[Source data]
┌────────

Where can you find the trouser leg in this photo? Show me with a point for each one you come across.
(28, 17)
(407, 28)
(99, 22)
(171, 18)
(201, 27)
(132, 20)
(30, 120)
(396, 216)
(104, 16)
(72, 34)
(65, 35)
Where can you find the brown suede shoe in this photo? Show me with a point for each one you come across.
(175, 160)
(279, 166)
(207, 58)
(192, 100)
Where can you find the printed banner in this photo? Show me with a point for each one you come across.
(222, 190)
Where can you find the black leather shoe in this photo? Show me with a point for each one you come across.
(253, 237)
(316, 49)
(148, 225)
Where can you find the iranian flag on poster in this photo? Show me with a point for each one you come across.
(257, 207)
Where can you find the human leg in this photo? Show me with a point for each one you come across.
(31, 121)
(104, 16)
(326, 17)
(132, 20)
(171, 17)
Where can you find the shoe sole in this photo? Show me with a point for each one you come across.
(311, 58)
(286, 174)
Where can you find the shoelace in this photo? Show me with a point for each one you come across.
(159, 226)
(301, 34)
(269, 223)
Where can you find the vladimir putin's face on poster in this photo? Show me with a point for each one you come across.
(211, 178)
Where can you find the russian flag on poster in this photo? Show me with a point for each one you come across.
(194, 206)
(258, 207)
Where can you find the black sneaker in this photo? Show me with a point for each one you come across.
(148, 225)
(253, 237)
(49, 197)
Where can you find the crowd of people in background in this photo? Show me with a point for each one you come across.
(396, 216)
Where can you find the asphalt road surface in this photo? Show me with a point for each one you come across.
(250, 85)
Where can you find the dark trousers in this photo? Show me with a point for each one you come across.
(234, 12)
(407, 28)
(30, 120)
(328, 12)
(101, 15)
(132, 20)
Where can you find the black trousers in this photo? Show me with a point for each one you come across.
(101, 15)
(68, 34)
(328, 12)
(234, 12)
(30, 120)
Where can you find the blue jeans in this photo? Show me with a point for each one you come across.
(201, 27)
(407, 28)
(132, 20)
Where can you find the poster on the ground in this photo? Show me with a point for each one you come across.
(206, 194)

└────────

Please rewrite the data from the line holding "Where can you find the dark" through the end of the data, both included, switching "trousers" to "pants" and leaving everything else unchanged.

Where can you find the dark pants in this photo? Show me with a point for each one you come across.
(234, 12)
(407, 28)
(30, 120)
(328, 12)
(101, 15)
(132, 20)
Where can you find the black pants in this photo? Show me with a point for each one you come across.
(101, 15)
(68, 34)
(328, 12)
(234, 12)
(30, 120)
Where can you find the blue jeans in this photo? Show me with a point for each one you come across.
(201, 27)
(407, 28)
(132, 20)
Where can you find the poster on the ground in this photo? Show me with a point for each one you come across.
(206, 194)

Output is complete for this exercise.